╭─ Data provided
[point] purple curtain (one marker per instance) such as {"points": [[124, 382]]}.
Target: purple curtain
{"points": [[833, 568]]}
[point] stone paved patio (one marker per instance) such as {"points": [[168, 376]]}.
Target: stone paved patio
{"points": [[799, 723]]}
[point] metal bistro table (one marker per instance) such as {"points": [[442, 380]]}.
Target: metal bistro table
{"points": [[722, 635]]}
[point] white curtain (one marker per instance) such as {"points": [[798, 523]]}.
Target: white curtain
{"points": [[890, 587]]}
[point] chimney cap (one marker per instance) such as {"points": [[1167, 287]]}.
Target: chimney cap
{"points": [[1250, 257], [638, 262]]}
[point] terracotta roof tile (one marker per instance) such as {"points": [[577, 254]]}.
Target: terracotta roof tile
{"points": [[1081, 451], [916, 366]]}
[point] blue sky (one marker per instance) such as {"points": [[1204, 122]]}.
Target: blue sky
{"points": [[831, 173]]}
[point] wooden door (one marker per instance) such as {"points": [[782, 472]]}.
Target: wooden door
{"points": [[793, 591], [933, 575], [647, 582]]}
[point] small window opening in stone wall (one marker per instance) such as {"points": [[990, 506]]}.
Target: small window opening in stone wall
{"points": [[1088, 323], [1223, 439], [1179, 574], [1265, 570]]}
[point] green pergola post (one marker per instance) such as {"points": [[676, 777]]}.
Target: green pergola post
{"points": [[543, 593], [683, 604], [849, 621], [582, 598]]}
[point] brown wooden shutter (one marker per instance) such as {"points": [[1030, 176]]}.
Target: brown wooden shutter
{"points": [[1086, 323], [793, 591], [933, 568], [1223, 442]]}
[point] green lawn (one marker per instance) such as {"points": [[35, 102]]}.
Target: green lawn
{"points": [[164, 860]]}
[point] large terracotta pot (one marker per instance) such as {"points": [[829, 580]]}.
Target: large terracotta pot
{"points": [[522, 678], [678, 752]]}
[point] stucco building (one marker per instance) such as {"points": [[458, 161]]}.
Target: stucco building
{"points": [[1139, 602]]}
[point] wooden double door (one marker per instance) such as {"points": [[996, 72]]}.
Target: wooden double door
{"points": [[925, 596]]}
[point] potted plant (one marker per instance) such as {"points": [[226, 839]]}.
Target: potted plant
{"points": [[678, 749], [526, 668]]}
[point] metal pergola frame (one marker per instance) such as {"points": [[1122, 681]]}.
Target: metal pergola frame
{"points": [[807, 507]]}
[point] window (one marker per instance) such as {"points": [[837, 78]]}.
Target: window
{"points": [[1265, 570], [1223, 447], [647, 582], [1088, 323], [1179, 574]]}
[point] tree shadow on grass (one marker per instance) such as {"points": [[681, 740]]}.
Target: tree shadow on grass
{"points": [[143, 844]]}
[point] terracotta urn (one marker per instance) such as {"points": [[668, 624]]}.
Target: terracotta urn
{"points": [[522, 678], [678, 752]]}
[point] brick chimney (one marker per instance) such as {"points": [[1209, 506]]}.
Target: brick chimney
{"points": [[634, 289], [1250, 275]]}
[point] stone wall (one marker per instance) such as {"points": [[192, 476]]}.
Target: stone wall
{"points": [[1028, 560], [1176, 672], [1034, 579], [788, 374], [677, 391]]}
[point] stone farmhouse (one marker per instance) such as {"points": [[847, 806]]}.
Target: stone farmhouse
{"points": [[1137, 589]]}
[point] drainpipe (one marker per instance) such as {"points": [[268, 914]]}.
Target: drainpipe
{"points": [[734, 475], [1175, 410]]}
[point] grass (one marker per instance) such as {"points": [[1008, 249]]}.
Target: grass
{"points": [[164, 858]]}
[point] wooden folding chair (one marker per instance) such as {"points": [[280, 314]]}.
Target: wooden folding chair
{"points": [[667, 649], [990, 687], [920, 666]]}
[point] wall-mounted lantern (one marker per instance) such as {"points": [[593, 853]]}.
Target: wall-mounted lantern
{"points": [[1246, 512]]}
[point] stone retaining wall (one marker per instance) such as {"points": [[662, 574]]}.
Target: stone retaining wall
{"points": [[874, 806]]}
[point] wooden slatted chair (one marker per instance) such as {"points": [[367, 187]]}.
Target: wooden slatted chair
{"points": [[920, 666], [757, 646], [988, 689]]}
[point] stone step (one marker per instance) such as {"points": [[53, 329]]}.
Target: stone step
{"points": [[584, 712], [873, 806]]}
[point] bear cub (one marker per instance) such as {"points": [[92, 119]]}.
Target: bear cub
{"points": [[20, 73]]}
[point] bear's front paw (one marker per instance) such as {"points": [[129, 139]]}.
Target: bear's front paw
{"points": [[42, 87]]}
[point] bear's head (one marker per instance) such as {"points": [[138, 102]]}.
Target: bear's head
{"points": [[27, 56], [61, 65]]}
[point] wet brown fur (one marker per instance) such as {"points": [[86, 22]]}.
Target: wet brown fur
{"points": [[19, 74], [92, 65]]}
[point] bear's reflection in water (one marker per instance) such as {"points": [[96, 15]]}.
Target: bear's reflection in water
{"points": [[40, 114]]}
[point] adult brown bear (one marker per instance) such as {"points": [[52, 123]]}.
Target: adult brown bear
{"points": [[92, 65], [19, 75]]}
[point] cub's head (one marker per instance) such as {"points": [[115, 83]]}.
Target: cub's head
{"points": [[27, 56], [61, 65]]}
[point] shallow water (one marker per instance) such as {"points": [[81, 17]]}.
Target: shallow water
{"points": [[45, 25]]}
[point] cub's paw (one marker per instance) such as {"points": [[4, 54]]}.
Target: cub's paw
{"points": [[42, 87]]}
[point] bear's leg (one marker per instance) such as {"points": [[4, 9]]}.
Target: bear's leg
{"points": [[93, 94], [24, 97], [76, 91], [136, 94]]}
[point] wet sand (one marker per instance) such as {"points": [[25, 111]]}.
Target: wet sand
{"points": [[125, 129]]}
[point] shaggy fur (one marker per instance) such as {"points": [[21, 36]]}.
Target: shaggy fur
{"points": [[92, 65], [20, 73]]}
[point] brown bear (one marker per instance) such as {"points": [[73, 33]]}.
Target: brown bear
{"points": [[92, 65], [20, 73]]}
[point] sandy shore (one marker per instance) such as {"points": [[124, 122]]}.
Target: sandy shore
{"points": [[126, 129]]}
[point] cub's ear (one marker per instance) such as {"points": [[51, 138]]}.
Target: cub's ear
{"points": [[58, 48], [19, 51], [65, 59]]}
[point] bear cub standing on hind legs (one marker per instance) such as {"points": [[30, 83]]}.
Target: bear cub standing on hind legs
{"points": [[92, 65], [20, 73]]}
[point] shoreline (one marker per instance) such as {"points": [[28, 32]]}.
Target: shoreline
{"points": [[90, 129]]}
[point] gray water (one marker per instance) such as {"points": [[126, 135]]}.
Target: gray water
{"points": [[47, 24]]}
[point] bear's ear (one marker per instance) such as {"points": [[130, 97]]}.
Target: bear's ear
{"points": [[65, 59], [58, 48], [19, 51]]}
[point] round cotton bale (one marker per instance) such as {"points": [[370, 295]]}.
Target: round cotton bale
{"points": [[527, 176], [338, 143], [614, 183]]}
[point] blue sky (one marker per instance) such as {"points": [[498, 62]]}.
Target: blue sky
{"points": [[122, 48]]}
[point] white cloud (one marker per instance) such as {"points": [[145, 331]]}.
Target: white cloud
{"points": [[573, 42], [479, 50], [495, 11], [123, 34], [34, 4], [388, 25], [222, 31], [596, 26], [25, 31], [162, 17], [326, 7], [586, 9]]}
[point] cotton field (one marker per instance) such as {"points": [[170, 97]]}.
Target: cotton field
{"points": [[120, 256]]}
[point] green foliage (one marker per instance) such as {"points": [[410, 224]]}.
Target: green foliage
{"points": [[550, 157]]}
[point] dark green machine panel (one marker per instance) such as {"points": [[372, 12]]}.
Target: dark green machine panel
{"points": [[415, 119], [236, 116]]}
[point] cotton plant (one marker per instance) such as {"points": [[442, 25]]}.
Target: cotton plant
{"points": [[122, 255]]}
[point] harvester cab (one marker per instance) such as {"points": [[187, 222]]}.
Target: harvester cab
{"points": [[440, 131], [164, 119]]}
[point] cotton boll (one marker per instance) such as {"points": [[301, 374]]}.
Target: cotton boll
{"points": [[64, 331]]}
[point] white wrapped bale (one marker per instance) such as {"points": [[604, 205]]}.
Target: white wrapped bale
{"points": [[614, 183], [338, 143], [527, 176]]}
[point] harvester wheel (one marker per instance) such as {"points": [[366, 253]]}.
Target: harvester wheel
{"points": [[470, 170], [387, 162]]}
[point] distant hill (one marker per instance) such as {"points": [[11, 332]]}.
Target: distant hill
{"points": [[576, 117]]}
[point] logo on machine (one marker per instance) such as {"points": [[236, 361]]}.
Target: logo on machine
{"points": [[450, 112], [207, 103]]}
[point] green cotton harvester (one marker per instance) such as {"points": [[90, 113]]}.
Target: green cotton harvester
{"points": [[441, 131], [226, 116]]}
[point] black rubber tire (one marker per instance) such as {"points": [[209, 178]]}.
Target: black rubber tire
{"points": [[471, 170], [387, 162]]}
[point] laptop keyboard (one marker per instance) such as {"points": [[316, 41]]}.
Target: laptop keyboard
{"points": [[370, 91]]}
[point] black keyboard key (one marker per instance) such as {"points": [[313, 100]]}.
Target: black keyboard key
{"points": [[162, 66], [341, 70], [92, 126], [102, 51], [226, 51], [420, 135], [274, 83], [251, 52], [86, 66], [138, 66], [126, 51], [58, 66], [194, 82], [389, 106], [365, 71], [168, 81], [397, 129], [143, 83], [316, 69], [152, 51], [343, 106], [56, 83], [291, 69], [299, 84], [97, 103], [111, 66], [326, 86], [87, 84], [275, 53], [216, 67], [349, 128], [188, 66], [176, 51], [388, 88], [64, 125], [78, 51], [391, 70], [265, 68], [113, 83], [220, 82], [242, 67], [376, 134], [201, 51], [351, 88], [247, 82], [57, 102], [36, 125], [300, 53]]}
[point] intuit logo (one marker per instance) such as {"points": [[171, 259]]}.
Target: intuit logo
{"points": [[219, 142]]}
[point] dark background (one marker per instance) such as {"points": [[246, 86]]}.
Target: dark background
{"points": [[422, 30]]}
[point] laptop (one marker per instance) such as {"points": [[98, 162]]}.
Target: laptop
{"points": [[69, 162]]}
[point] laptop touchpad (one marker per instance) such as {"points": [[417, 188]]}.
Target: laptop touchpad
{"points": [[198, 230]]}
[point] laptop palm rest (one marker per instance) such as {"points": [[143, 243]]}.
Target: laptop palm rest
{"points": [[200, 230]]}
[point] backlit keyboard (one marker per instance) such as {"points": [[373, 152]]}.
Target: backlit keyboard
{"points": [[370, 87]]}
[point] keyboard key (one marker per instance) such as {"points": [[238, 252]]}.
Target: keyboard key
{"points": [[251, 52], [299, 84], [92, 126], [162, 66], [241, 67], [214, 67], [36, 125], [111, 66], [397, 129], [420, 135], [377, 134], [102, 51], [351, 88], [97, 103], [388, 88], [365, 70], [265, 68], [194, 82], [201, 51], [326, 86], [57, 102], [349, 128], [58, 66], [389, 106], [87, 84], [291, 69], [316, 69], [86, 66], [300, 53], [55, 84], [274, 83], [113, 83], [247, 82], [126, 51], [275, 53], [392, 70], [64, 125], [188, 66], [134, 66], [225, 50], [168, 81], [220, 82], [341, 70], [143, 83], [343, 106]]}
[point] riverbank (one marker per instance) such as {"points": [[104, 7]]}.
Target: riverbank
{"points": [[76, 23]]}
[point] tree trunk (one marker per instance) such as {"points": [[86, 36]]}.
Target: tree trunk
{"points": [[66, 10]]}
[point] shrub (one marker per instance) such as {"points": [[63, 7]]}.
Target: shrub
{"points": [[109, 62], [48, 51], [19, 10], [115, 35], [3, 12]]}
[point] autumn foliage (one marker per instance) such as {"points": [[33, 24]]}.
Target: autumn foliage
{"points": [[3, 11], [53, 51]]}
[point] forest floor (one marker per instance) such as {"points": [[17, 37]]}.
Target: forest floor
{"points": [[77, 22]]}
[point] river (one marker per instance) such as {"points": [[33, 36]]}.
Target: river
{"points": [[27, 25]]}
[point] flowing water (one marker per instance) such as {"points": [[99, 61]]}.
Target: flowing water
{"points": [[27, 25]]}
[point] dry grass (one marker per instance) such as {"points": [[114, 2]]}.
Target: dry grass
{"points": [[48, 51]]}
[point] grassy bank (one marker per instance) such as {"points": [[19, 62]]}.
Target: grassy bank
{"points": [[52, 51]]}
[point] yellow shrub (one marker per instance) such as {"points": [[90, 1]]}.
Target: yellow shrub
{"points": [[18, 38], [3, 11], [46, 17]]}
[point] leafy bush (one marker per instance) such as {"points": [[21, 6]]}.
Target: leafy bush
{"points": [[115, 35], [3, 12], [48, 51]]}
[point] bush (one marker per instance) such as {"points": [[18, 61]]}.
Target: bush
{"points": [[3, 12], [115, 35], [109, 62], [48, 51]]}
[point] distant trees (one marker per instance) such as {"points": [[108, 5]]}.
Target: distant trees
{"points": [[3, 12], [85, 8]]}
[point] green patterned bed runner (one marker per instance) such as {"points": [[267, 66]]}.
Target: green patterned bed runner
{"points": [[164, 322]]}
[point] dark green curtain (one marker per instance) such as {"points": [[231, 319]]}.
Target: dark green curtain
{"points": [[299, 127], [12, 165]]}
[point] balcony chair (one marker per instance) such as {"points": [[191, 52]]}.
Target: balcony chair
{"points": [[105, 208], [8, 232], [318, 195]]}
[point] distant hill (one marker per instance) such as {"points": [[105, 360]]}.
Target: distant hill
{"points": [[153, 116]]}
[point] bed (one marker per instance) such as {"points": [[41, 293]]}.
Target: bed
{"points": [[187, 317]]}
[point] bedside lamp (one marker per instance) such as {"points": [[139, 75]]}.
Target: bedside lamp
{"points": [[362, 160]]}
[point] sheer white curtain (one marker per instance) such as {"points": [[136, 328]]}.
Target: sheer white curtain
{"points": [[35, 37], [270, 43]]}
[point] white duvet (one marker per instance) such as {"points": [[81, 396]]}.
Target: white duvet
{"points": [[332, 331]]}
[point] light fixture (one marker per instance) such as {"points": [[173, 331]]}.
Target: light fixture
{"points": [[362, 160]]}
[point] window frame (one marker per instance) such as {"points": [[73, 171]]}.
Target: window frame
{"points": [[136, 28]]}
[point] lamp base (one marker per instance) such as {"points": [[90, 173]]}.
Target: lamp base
╰─
Written problem -> In the listing above, find the line with "[point] balcony chair" and set down that line and all after it exactly, through the final line.

Written response ->
[point] balcony chair (one marker per instance) such as {"points": [[191, 52]]}.
Target: balcony chair
{"points": [[105, 208], [8, 232], [318, 195]]}
[point] distant hill (one marker per instance) such as {"points": [[105, 360]]}.
Target: distant hill
{"points": [[153, 116]]}
[point] bed (one marker per instance) such as {"points": [[41, 293]]}.
Target: bed
{"points": [[187, 317]]}
[point] bedside lamp (one marker per instance) such as {"points": [[139, 75]]}.
Target: bedside lamp
{"points": [[362, 160]]}
[point] sheer white curtain (one marker per instance) such as {"points": [[136, 328]]}.
Target: sheer white curtain
{"points": [[35, 37], [270, 43]]}
[point] white duvet (one marker per instance) such as {"points": [[81, 396]]}.
Target: white duvet
{"points": [[332, 331]]}
[point] light fixture (one marker per instance) such as {"points": [[173, 331]]}.
Target: light fixture
{"points": [[362, 160]]}
[point] window frame (one marker per instance) such as {"points": [[73, 171]]}.
Target: window frame
{"points": [[136, 28]]}
[point] lamp base (one marker per instance) such as {"points": [[90, 173]]}.
Target: lamp base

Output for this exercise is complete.